**TEXT TO READ**

Encode error #12

Closed
limpbrains opened this Issue Mar 16, 2012 · 20 comments

Comments

Projects
None yet
3 participants

I can't run srt with this file http://dl.dropbox.com/u/1788271/Bones.S07E01.HDTVRip.srt
It is cp1251
I have the following error:

Traceback (most recent call last):
  File "/usr/local/bin/srt", line 9, in <module>
    load_entry_point('pysrt==0.4.1', 'console_scripts', 'srt')()
  File "/usr/local/lib/python2.7/dist-packages/pysrt/commands.py", line 190, in main
    SubRipShifter().run(sys.argv[1:])
  File "/usr/local/lib/python2.7/dist-packages/pysrt/commands.py", line 118, in run
    self.arguments.action()
  File "/usr/local/lib/python2.7/dist-packages/pysrt/commands.py", line 164, in break_lines
    self.input_file.break_lines(self.arguments.length)
  File "/usr/local/lib/python2.7/dist-packages/pysrt/commands.py", line 177, in input_file
    encoding=encoding, error_handling=SubRipFile.ERROR_LOG)
  File "/usr/local/lib/python2.7/dist-packages/pysrt/srtfile.py", line 131, in open
    new_file.read(source_file, error_handling=error_handling)
  File "/usr/local/lib/python2.7/dist-packages/pysrt/srtfile.py", line 159, in read
    self.extend(self.stream(source_file, error_handling=error_handling))
  File "/usr/lib/python2.7/UserList.py", line 88, in extend
    self.data.extend(other)
  File "/usr/local/lib/python2.7/dist-packages/pysrt/srtfile.py", line 190, in stream
    yield SubRipItem.from_lines(source)
  File "/usr/local/lib/python2.7/dist-packages/pysrt/srtitem.py", line 79, in from_lines
    return cls(index, start, end, body, position)

**DATASET**
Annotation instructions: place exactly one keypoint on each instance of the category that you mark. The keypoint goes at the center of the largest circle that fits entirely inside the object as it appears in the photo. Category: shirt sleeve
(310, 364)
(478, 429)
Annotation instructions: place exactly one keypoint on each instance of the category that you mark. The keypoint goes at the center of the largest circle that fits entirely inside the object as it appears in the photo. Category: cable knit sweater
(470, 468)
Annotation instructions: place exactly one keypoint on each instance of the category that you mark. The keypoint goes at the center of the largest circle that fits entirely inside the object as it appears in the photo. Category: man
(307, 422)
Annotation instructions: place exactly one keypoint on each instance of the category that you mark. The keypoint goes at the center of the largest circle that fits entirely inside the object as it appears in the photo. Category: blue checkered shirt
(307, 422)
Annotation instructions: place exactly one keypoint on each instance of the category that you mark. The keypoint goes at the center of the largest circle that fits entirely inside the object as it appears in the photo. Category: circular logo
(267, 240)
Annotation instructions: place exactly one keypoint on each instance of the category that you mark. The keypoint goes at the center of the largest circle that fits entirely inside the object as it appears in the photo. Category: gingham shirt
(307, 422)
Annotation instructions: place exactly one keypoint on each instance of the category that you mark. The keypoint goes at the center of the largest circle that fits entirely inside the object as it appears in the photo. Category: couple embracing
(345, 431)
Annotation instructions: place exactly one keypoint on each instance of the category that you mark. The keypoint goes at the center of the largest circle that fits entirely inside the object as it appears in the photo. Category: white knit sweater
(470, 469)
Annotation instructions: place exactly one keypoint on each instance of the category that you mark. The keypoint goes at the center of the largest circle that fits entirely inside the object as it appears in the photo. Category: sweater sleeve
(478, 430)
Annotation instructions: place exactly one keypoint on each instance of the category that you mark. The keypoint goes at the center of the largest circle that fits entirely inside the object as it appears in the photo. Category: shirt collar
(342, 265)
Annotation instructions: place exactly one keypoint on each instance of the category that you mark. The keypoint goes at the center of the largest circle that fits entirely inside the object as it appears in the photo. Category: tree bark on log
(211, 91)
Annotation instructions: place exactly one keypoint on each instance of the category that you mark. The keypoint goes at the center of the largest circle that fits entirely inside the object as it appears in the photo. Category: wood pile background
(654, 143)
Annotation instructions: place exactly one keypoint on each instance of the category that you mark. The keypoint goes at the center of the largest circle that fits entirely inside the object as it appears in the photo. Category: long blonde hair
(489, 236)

**COMPLETE THE FOLLOWING**
a – In the bug report about the encode error, what encoding does the subtitle file use?
b – Write out the bug report about the encode error from "Traceback (most recent" to "self.arguments.action()".
c – Resume the bug report about the encode error and continue it past its last line.

**ANSWERS TO THE TASKS**
a – cp1251

b –
Traceback (most recent call last):
  File "/usr/local/bin/srt", line 9, in <module>
    load_entry_point('pysrt==0.4.1', 'console_scripts', 'srt')()
  File "/usr/local/lib/python2.7/dist-packages/pysrt/commands.py", line 190, in main
    SubRipShifter().run(sys.argv[1:])
  File "/usr/local/lib/python2.7/dist-packages/pysrt/commands.py", line 118, in run
    self.arguments.action()

c –
  File "/usr/local/lib/python2.7/dist-packages/pysrt/srtitem.py", line 21, in __init__
    self.index = int(index)
UnicodeEncodeError: 'decimal' codec can't encode character u'\ufeff' in position 0: invalid decimal Unicode string
Owner

byroot commented Mar 17, 2012

Strange, I'm able to shift it without encoding error.

srt shift 20 russian.srt

Can you paste the whole command you typed ?

byroot was assigned Mar 17, 2012

Owner

byroot commented Apr 11, 2012

Well, a month without reply -> I close this issue.

Feel free to reopen it if you still have a problem.

byroot closed this Apr 11, 2012

Hi, sorry for the long responce

srt shift 40s 33.srt
Traceback (most recent call last):
File "/usr/local/bin/srt", line 9, in
load_entry_point('pysrt==0.4.1', 'console_scripts', 'srt')()
File "/data/share/_films/Game of Thrones_S02E02/src/pysrt/pysrt/commands.py", line 192, in main
SubRipShifter().run(sys.argv[1:])
File "/data/share/_films/Game of Thrones_S02E02/src/pysrt/pysrt/commands.py", line 118, in run
self.arguments.action()
File "/data/share/_films/Game of Thrones_S02E02/src/pysrt/pysrt/commands.py", line 136, in shift
self.input_file.shift(milliseconds=self.arguments.time_offset)
File "/data/share/_films/Game of Thrones_S02E02/src/pysrt/pysrt/commands.py", line 179, in input_file
encoding=encoding, error_handling=SubRipFile.ERROR_LOG)
File "/data/share/_films/Game of Thrones_S02E02/src/pysrt/pysrt/srtfile.py", line 127, in open
new_file.read(source_file, error_handling=error_handling)
File "/data/share/_films/Game of Thrones_S02E02/src/pysrt/pysrt/srtfile.py", line 155, in read
self.extend(self.stream(source_file, error_handling=error_handling))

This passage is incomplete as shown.